India and Pakistan Join the Shanghai Club
It reads like a scene from Henry Kissinger’s worst nightmare. China, Russia, and four Central Asian states gather today in Astana, the capital of Kazakhstan, to welcome India and Pakistan into the Shanghai Cooperation Organization (SCO), a security and economic club that excludes the United States. But what might have alarmed U.S. strategists during the Cold War could be cause for relief. The expansion signals a potential shift away from military coordination and toward economic cooperation.
On paper, the SCO has a formidable footprint. With India and Pakistan’s inclusion, the organization can boast that its members include 40 percent of the world’s population, generate 20 percent of global gross domestic product, and spend over $300 billion annually on their militaries. Geographically, it is central to the region’s massive infrastructure contest and overland trade routes emerging between Europe and Asia. Counting Afghanistan, Belarus, Iran, and Mongolia as observers, it could expand further in the future.
Along with its membership, the SCO’s mission has expanded over the years. Formed in 1996 as the Shanghai Five, the group’s security focus has grown from settling border disputes to fighting the “three evils” of terrorism, separatism, and extremism. In addition to traditional military exercises, counterterrorism efforts have extended to cyberspace. But these activities have been relatively limited in scope and intensity. Members’ divergent interests, and their shared aversion to devolving state power to a regional organization, have prevented deeper cooperation.
In recent years, the SCO has increasingly focused on economic issues. In 2015, the organization released a development strategy with a long list of objectives, including “developing common approaches to the Silk Road Economic Belt Initiative.” Chinese and Russian officials have publicly endorsed “linking” China’s Belt and Road Initiative with Russia’s Eurasian Economic Union. But there have been few examples of tangible cooperation, and several infrastructure projects in the Far East remain stalled.
The SCO is one mechanism that could translate Chinese and Russian rhetoric about cooperation into changes on the ground. In his remarks at the Belt and Road forum in Beijing last month, President Vladimir Putin of Russia said that linking the SCO with the Eurasian Economic Union, the Belt and Road, and the Association of Southeast Asian Nations could “build the foundation for a larger Eurasian partnership.” The details matter, however, and it far from clear how these regional organizations could be folded into a something bigger.
By adding India and Pakistan, the SCO continues this shift toward economic issues. To be sure, the organization’s impact is likely to remain modest. The SCO operates on consensus and lacks a robust secretariat. Historically, it has defended the individual actions of its members rather than constrain their decisions and compel the group toward collective action. The inclusion of India and Pakistan does not address these limitations, and introducing more friction within the organization could very well exacerbate them.

- [DATA EXTRACT]
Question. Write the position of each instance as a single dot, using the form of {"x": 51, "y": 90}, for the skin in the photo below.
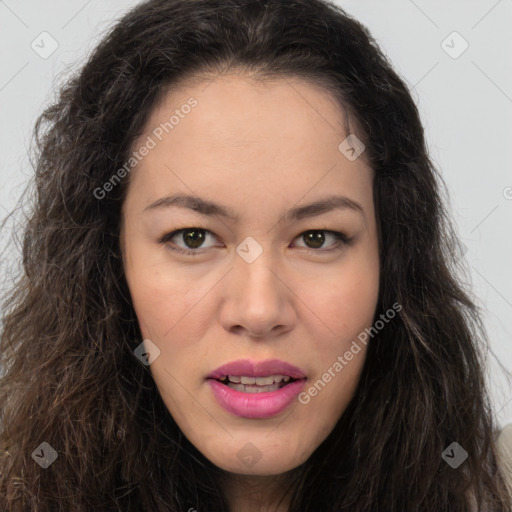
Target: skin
{"x": 259, "y": 149}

- [INSTRUCTIONS FOR THE TASK]
Please answer these questions about the article on the Shanghai Cooperation Organization:
1. In which city do the members gather to welcome India and Pakistan?
2. Under what name was the group formed in 1996?
3. In what year did the organization release its development strategy?
The data has no connection to the text.

- [CORRECT ANSWER]
1. Astana, the capital of Kazakhstan
2. The Shanghai Five
3. 2015